Your objective
Restate word for word each line of the data, starting at the one containing "Target: utility pole" and running through the last.

[Records from a dataset]
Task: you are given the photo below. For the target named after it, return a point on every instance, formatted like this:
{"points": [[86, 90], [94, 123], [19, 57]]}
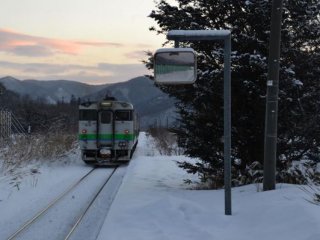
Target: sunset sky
{"points": [[91, 41]]}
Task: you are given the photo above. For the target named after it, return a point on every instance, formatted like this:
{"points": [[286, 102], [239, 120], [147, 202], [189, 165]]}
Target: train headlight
{"points": [[105, 152], [84, 131], [106, 104], [123, 144]]}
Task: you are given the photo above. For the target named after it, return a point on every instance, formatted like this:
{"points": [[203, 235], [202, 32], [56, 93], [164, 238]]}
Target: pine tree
{"points": [[201, 105]]}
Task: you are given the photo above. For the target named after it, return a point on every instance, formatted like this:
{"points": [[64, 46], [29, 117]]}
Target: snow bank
{"points": [[153, 203]]}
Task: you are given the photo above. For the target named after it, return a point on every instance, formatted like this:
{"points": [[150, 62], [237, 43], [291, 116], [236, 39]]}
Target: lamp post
{"points": [[225, 36]]}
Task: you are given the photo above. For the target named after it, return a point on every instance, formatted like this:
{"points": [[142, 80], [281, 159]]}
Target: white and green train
{"points": [[108, 131]]}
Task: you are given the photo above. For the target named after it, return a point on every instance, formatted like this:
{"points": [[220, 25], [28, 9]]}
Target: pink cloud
{"points": [[23, 44]]}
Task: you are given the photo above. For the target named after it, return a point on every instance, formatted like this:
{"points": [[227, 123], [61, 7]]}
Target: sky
{"points": [[90, 41]]}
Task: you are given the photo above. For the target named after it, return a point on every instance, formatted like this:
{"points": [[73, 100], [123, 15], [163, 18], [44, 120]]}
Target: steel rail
{"points": [[90, 204], [52, 203]]}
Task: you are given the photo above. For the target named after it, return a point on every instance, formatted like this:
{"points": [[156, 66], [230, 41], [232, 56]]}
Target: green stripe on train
{"points": [[106, 136]]}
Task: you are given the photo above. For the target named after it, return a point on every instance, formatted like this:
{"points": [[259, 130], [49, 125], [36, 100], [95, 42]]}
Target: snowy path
{"points": [[153, 203]]}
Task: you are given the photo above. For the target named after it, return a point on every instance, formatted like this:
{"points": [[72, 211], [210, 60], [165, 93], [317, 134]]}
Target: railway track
{"points": [[62, 216]]}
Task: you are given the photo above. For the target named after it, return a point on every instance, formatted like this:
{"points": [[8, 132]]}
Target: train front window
{"points": [[123, 115], [106, 117], [87, 115]]}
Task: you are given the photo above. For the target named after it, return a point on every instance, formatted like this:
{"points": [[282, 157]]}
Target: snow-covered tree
{"points": [[201, 106]]}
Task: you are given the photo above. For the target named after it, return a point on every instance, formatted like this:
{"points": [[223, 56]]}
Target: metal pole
{"points": [[216, 35], [227, 124], [271, 121]]}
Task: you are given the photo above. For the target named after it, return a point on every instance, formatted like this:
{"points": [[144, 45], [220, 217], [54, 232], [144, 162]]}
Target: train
{"points": [[108, 131]]}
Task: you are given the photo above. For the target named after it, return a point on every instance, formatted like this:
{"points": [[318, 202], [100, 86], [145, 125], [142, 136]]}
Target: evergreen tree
{"points": [[201, 106]]}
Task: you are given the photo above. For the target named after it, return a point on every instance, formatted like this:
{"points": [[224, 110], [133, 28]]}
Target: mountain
{"points": [[153, 106], [51, 91]]}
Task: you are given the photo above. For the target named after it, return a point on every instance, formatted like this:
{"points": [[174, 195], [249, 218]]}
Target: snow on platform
{"points": [[153, 203]]}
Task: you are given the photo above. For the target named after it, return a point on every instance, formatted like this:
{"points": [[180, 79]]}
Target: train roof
{"points": [[106, 103]]}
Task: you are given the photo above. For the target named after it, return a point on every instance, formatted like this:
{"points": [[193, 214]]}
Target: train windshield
{"points": [[106, 117], [87, 115], [123, 115]]}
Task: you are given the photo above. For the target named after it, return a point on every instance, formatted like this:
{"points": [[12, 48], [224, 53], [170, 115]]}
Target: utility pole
{"points": [[271, 120]]}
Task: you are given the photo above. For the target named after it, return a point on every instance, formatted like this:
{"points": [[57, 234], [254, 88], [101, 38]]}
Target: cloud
{"points": [[34, 46], [97, 74]]}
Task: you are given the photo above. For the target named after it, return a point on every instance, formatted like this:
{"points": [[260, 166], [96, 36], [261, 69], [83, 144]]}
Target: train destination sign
{"points": [[175, 66]]}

Problem solution
Target: utility pole
{"points": [[271, 120]]}
Task: you are given the photo above. For the target named after it, return a point on every instance, formatted like this:
{"points": [[57, 234], [254, 88], [101, 38]]}
Target: cloud
{"points": [[34, 46], [97, 74]]}
Task: you are given the photo above. For the target named after it, return a point on every instance, formatted like this:
{"points": [[260, 166], [96, 36], [261, 69], [83, 144]]}
Target: train destination sign
{"points": [[175, 66]]}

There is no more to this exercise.